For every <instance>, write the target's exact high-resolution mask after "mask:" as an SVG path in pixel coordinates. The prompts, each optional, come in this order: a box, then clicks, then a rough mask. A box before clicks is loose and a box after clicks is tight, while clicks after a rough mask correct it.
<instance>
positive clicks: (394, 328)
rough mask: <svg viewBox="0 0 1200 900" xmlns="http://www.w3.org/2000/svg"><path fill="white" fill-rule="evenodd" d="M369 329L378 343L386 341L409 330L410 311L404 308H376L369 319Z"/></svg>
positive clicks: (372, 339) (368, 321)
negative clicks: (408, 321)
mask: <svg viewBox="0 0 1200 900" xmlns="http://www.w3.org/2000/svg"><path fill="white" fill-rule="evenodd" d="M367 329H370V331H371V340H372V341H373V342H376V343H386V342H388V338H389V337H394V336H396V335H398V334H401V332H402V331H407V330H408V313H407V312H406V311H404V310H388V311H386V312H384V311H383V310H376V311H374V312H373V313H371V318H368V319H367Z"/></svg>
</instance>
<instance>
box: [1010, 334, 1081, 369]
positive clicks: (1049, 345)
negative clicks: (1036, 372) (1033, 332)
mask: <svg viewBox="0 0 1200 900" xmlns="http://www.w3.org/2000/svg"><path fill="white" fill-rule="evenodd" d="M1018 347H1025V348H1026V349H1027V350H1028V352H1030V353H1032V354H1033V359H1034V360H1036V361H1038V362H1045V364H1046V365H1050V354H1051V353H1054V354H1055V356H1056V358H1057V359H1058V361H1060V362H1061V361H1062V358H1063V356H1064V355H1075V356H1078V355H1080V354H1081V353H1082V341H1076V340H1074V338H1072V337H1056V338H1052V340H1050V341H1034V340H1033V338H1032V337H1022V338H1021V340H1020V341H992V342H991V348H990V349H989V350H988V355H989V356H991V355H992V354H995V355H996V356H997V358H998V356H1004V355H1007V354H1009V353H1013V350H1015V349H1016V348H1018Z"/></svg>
*-*-*
__WHAT NEEDS TO BE DONE__:
Can you repeat, with no changes, the lines of the records above from the one containing "</instance>" through the last line, both ends included?

__ANSWER BELOW__:
</instance>
<instance>
box: [1010, 334, 1081, 369]
positive clicks: (1049, 345)
negative clicks: (1036, 372) (1033, 332)
mask: <svg viewBox="0 0 1200 900" xmlns="http://www.w3.org/2000/svg"><path fill="white" fill-rule="evenodd" d="M1018 347H1025V348H1026V349H1027V350H1028V352H1030V353H1032V354H1033V359H1034V360H1036V361H1038V362H1045V364H1046V365H1050V354H1051V353H1054V354H1055V356H1056V358H1057V359H1058V361H1060V362H1061V361H1062V358H1063V356H1064V355H1075V356H1078V355H1080V354H1081V353H1082V341H1076V340H1074V338H1072V337H1056V338H1052V340H1050V341H1034V340H1033V338H1032V337H1022V338H1021V340H1020V341H992V342H991V348H990V349H989V350H988V355H989V356H991V355H992V354H995V355H996V356H997V358H998V356H1004V355H1007V354H1009V353H1013V350H1015V349H1016V348H1018Z"/></svg>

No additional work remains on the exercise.